- **TASK INPUT**:
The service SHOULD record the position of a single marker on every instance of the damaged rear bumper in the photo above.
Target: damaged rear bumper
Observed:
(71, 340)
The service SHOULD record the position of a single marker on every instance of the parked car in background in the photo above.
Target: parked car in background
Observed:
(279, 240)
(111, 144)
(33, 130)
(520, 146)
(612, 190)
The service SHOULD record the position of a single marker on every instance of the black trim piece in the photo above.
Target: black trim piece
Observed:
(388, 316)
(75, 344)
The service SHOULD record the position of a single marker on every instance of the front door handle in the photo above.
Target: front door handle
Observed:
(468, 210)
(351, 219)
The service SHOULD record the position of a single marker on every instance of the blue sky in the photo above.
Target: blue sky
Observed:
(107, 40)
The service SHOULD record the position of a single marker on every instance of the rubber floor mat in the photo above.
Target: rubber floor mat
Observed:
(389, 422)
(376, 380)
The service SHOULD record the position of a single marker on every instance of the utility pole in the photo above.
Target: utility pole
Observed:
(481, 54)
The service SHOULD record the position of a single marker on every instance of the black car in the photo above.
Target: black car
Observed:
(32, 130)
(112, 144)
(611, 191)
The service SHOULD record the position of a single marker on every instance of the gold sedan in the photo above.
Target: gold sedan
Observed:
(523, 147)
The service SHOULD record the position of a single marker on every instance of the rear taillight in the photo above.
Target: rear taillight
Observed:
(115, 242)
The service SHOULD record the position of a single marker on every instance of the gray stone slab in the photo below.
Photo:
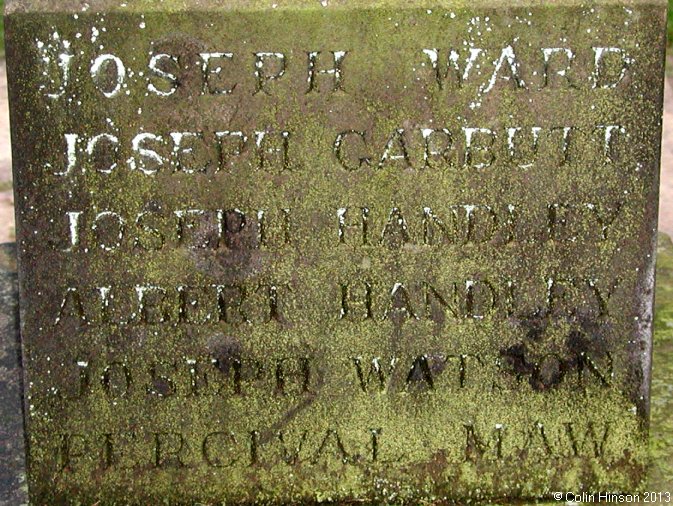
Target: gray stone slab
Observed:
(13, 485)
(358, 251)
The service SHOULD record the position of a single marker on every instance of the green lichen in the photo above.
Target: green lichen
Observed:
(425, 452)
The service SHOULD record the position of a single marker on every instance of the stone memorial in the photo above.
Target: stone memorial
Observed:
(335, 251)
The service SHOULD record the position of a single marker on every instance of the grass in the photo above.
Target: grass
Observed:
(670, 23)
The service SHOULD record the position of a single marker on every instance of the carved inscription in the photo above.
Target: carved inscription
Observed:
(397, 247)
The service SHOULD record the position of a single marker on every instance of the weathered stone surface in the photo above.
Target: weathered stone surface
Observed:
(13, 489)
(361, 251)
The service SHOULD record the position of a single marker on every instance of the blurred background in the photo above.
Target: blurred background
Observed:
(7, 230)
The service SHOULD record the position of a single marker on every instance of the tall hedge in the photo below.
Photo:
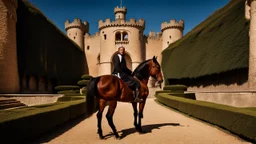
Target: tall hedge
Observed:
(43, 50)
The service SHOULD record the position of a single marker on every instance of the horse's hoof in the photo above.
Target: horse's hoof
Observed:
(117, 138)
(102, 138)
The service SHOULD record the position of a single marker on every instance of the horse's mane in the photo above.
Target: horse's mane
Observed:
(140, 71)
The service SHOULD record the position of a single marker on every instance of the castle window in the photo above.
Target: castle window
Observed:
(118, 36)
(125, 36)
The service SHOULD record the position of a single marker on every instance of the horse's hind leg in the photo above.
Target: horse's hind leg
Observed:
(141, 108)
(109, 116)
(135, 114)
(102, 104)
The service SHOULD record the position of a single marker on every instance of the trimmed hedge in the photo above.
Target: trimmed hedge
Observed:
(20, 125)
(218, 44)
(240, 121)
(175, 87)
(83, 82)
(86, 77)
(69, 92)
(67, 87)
==
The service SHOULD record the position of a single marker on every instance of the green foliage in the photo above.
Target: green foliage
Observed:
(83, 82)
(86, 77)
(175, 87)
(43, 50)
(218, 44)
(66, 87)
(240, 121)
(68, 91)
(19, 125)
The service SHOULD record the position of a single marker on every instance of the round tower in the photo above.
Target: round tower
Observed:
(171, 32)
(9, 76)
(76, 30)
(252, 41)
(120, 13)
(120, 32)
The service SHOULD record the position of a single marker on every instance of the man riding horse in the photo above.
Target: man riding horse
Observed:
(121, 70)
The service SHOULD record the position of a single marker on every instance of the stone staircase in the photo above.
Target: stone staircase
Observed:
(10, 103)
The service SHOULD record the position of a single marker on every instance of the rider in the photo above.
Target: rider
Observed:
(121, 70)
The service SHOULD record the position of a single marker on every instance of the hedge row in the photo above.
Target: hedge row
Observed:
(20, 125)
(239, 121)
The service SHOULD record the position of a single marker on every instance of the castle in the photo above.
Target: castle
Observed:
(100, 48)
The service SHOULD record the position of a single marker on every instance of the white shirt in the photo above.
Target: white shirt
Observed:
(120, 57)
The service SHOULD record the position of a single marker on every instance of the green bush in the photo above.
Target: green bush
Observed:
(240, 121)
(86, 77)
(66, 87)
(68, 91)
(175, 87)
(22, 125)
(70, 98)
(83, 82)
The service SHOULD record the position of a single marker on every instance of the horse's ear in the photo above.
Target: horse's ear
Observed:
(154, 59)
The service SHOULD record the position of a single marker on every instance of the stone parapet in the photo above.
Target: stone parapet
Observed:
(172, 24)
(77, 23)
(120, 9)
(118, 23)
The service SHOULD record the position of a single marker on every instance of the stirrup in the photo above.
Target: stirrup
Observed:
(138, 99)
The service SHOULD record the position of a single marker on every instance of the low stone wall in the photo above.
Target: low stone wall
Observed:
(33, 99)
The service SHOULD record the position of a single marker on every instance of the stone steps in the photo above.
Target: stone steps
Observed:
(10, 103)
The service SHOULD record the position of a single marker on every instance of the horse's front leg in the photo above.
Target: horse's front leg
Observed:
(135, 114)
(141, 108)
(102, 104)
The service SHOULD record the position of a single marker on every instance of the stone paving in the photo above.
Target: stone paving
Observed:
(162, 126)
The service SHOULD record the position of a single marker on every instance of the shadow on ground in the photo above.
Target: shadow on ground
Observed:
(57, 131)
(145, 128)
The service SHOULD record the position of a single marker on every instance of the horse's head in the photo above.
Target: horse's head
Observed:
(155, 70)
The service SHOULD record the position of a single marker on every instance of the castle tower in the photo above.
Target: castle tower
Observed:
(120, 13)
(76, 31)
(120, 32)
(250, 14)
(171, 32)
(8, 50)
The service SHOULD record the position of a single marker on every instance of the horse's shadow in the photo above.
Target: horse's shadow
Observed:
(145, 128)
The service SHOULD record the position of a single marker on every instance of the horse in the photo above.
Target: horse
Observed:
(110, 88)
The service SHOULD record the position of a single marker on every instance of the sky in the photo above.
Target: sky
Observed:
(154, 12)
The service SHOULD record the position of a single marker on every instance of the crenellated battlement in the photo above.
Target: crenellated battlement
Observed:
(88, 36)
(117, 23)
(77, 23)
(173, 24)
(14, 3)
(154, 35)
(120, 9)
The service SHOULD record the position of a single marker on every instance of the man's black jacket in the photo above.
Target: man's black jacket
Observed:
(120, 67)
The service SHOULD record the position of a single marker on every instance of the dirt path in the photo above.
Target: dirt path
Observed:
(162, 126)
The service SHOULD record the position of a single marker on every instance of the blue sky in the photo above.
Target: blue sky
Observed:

- **EXERCISE OBJECTIVE**: Restate word for word the lines in the material above from the one with "bumper in the photo above." to the one with "slab in the photo below."; both of those lines count, and nothing else does.

- **OUTPUT FOR THIS TASK**:
The service SHOULD record the position of a single marker on every instance of the damaged rear bumper in the photo above.
Target: damaged rear bumper
Observed:
(71, 340)
The service SHOULD record the position of a single marker on every instance of the parked car in background in the photo above.
Target: parked car in background
Observed:
(279, 240)
(111, 144)
(33, 130)
(520, 146)
(612, 190)
The service SHOULD record the position of a single marker on every instance of the black trim piece in the photo above.
Target: black trim piece
Observed:
(388, 316)
(75, 344)
The service SHOULD record the position of a single marker on every instance of the front door handle in the photo above.
Target: front door handle
Observed:
(468, 210)
(351, 219)
The service SHOULD record the position of a single marker on every instance of the blue sky in the photo above.
Target: blue sky
Observed:
(107, 40)
The service SHOULD record the position of a single marker on every instance of the rubber floor mat in the photo above.
Target: rubber floor mat
Observed:
(389, 422)
(376, 380)
The service SHOULD record the position of a single marker on every instance of the utility pole in the photo above.
Target: utility pole
Observed:
(481, 54)
The service SHOULD record the position of a single marker on every instance of the black car in the photo above.
Target: black car
Observed:
(32, 130)
(112, 144)
(611, 191)
The service SHOULD record the position of a single marker on every instance of the gold sedan in the photo above.
Target: gold sedan
Observed:
(523, 147)
The service SHOULD record the position of a single marker on every instance of the rear taillight in the photo above.
Target: rear taillight
Observed:
(115, 242)
The service SHOULD record the position of a single marker on every instance of the gray stone slab in the photo below.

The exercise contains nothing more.